WRITTEN PROBLEM
Quote the lines of the data below verbatim, beginning at the line that contains "Target: white stone wall" and ending at the last line, both included, and excluding pictures.

━━━ SUPPLIED ENTRIES

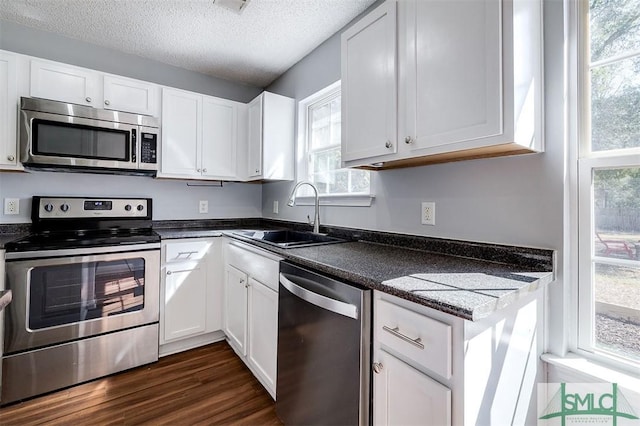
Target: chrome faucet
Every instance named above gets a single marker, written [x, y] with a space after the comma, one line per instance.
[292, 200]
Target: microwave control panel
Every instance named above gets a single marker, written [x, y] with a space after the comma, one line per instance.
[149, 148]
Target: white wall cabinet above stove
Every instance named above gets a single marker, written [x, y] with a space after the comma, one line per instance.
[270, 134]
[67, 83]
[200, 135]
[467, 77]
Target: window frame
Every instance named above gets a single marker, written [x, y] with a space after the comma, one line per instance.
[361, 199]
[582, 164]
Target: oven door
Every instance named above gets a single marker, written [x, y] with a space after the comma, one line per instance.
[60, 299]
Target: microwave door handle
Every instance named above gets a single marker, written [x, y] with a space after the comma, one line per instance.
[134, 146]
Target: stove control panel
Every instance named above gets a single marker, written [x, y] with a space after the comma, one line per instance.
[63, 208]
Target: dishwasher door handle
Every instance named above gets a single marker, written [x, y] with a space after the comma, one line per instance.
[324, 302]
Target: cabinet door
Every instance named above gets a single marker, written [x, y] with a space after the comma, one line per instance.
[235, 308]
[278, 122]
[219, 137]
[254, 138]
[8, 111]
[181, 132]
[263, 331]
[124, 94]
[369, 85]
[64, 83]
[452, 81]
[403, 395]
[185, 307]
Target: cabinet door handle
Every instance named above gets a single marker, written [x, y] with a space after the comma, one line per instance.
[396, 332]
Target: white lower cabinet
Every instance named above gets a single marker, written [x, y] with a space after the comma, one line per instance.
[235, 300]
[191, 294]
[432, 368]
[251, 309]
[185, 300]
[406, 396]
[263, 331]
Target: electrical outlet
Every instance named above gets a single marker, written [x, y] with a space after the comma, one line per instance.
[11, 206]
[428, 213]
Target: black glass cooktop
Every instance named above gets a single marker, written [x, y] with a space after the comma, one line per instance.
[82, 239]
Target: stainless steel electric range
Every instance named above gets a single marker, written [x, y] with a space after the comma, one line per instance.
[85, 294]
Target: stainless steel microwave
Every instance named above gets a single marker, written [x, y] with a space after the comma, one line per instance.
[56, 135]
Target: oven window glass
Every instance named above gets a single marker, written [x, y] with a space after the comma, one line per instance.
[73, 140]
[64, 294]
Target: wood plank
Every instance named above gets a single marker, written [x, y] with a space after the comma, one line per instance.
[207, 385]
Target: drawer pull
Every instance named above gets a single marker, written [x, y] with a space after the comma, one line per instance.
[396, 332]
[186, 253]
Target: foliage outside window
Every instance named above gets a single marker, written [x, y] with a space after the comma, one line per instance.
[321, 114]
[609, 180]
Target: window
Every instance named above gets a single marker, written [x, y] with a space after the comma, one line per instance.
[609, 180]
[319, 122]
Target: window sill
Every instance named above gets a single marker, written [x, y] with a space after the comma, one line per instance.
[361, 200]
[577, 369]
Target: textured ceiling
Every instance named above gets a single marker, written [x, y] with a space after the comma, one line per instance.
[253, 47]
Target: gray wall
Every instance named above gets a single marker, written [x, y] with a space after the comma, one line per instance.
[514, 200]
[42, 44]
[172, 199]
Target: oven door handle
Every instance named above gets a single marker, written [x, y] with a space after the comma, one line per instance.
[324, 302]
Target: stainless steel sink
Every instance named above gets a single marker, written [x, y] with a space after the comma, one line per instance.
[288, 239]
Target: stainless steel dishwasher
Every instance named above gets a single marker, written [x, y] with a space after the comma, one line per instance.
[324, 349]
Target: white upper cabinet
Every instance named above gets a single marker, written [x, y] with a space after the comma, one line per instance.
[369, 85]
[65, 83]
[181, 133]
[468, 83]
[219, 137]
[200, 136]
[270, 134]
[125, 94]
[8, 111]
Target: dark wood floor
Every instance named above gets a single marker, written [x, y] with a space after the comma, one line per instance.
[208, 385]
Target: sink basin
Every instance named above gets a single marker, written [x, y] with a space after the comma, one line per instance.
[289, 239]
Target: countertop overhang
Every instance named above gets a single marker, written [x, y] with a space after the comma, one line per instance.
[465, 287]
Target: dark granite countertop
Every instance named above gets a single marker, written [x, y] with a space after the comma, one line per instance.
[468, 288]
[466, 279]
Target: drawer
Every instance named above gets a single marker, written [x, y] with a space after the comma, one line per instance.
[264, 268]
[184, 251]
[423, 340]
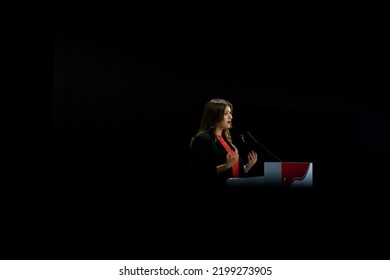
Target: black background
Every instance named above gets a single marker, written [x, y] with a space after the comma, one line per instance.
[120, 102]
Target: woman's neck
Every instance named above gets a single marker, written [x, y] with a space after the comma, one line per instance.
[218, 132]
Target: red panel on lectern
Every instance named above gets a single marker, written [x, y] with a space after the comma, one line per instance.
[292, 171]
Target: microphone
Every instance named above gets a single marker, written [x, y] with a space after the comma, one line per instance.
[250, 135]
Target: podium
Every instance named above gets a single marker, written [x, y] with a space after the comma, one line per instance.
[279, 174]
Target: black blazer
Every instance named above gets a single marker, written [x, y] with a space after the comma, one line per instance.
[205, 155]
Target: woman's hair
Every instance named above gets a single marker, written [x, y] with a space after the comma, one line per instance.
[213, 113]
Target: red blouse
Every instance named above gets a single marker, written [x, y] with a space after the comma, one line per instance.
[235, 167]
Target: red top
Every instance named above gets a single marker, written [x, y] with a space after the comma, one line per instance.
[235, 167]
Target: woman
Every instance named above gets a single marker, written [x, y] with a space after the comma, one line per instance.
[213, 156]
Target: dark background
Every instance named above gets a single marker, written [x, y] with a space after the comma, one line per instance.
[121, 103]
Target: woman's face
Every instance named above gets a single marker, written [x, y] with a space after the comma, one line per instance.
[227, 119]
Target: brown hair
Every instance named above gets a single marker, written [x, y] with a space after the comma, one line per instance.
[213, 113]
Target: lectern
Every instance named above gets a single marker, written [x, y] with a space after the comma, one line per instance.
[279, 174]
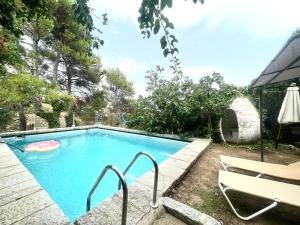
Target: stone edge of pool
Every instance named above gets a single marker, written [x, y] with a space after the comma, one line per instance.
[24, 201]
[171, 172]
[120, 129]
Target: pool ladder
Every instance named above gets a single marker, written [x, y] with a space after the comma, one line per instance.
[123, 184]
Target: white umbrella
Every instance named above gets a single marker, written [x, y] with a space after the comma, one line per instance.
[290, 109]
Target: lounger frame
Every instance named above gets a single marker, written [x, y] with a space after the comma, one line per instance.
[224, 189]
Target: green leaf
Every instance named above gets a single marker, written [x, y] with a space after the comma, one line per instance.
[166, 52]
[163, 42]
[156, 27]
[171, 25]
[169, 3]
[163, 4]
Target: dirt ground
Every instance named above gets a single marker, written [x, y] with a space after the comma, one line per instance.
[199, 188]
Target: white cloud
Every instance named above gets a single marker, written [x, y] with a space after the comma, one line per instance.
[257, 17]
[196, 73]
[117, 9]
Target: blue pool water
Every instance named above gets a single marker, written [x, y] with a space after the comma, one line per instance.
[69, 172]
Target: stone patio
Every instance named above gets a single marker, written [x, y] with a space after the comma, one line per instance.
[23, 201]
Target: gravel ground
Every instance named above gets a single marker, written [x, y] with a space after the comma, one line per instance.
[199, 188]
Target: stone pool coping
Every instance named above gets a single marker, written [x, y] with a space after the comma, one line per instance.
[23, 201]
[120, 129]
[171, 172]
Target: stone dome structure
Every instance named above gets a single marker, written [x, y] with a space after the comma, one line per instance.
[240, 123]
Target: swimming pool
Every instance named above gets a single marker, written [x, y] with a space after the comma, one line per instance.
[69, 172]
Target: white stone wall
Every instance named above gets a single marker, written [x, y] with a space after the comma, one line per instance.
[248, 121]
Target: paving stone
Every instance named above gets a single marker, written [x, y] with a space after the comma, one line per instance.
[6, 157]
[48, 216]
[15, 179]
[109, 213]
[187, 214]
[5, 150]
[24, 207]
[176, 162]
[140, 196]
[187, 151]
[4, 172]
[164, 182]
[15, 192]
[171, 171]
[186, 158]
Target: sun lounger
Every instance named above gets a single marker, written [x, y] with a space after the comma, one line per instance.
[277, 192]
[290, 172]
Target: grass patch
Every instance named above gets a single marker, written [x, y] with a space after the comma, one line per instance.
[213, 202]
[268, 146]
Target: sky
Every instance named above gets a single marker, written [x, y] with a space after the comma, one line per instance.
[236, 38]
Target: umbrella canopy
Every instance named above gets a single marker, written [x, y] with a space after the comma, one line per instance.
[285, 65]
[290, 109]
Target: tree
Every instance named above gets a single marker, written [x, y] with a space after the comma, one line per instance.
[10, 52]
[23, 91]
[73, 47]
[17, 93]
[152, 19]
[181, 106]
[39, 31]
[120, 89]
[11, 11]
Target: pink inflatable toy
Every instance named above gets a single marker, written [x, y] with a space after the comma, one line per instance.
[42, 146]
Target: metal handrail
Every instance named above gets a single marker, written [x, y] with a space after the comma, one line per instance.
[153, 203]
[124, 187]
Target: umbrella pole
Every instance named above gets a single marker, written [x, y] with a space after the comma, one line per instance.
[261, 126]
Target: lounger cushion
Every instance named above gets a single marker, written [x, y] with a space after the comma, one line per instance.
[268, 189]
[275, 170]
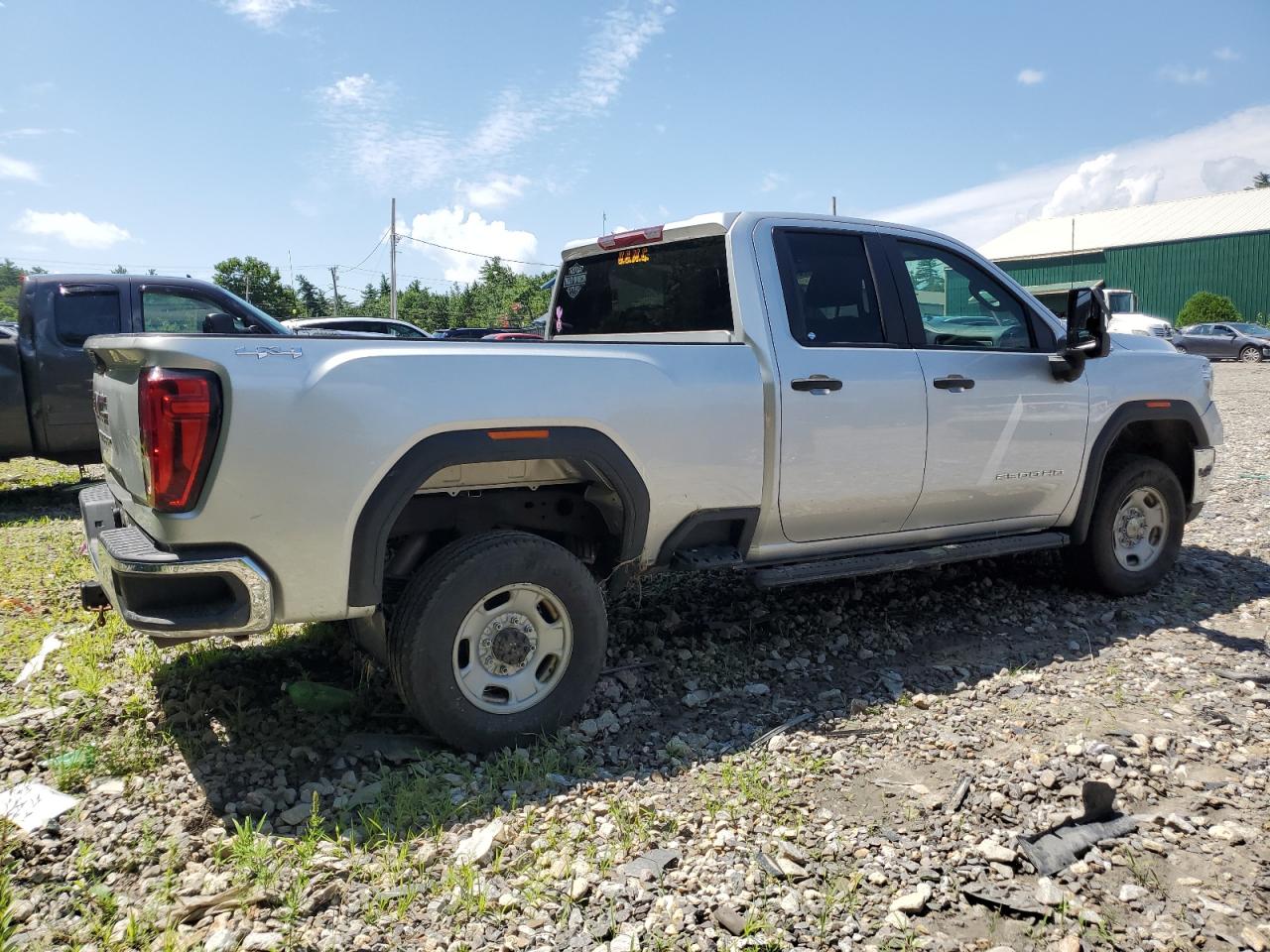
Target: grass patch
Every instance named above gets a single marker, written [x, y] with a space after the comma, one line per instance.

━━━━━━

FULL RESPONSE
Target: white stone wall
Every instance named above gets a single marker, written [x, y] with a space after the comma, one line per instance.
[248, 121]
Target: paving stone
Every instance named above gets a single marker, written [x, y] with a space after the comma, one line per instance.
[6, 157]
[48, 216]
[15, 179]
[109, 213]
[187, 214]
[5, 150]
[24, 207]
[176, 162]
[140, 196]
[187, 151]
[4, 172]
[164, 182]
[15, 192]
[171, 171]
[186, 158]
Target: sun lounger
Every instance named above gets a single marker, written [x, y] with a space after the comma, one line per instance.
[277, 192]
[290, 172]
Target: grass patch
Every instance named above gets a single marker, written [x, y] with a space after the comma, one line per instance.
[213, 202]
[268, 146]
Target: sky
Every instance named above gets a single marker, written [x, y] with a space after the comma, one line per instance.
[236, 38]
Target: umbrella canopy
Every instance named above gets a single marker, written [x, y] with a space after the comma, one line per instance.
[285, 65]
[290, 109]
Target: tree
Every instance named above gets a single marker, written [x, y] with a space after the comma, one line per instance.
[10, 52]
[23, 91]
[73, 47]
[17, 93]
[152, 19]
[181, 106]
[39, 31]
[120, 89]
[11, 11]
Target: pink inflatable toy
Every instance named above gets a single marker, written [x, y] with a space after the comma, one line per instance.
[42, 146]
Target: metal handrail
Every instance named above gets a single marker, written [x, y] with a space after the comma, one line per instance.
[153, 203]
[124, 187]
Target: umbrella pole
Every instance named above gets a single marker, written [x, y] with a space after the comma, one line per instance.
[261, 126]
Target: lounger cushion
Every instance named above gets a single marker, written [x, y] with a space after the comma, one line per instance.
[268, 189]
[275, 170]
Target: grass patch
Every instance named above gets a single marker, written [x, y] with a space after the comma, one line per instance.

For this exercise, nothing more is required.